▸ **AIM 1**
Please translate this sentence from the biography of Arthur Telford Donnelly into Spanish: "He served as a sergeant with the New Zealand Expeditionary Force in France in World War I."

Sir Arthur Telford Donnelly  (6 June 1890 – 1 February 1954) was a New Zealand lawyer and sports administrator, and chairman of the Bank of New Zealand.

Life and career
Born in Christchurch, Donnelly was educated at Christchurch Boys' High School and Canterbury College. He qualified as a solicitor at 19 and as a barrister at 20, and joined his father's Christchurch law firm, Raymond, Stringer, Hamilton and Donnelly. He served as a sergeant with the New Zealand Expeditionary Force in France in World War I.

A club cricketer with the West Christchurch cricket club from 1908 to 1922, he was a life member of the New Zealand Cricket Council, of which he was chairman of committee for ten years from 1928 and President from 1946 to 1948. He managed the New Zealand cricket team in England in 1931, and played in one of the non-first-class matches at the end of the tour. He was a steward of the Canterbury Jockey Club.

▸ **EXERCISE MATERIAL**
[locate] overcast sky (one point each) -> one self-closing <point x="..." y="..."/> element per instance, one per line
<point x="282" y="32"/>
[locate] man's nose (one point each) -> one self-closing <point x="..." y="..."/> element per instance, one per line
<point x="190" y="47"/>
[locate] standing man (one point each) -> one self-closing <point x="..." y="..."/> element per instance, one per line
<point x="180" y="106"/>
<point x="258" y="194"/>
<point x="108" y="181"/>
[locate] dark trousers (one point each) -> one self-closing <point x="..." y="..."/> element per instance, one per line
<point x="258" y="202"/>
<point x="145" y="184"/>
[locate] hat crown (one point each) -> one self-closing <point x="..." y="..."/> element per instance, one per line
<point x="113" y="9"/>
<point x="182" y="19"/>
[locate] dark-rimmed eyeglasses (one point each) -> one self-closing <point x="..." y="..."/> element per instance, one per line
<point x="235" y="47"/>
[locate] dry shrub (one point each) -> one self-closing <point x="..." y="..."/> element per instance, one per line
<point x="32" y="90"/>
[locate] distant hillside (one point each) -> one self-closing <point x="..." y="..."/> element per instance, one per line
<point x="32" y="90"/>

▸ **AIM 2**
Reproduce word for word the stretch of rows from the line containing "[locate] man's nose" through the end of the rows, both ends included.

▸ **FULL SOLUTION 1**
Sirvió como sargento en la Fuerza Expedicionaria de Nueva Zelanda en Francia durante la Primera Guerra Mundial.

▸ **FULL SOLUTION 2**
[locate] man's nose (one point each) -> one self-closing <point x="..." y="..."/> element per instance, one per line
<point x="190" y="47"/>
[locate] standing man (one point each) -> one self-closing <point x="..." y="..."/> element per instance, one per line
<point x="180" y="106"/>
<point x="258" y="194"/>
<point x="108" y="181"/>
[locate] dark trousers (one point each) -> one self-closing <point x="..." y="..."/> element per instance, one per line
<point x="258" y="202"/>
<point x="145" y="184"/>
[locate] hat crown (one point each) -> one self-closing <point x="..." y="..."/> element per instance, one per line
<point x="113" y="9"/>
<point x="182" y="19"/>
[locate] dark-rimmed eyeglasses (one point each) -> one self-closing <point x="..." y="..."/> element per instance, one per line
<point x="235" y="47"/>
[locate] dry shrub (one point each) -> one self-closing <point x="..." y="..."/> element per instance, one per line
<point x="32" y="90"/>
[locate] distant hillside (one point each) -> one self-closing <point x="..." y="..."/> element per instance, one per line
<point x="32" y="90"/>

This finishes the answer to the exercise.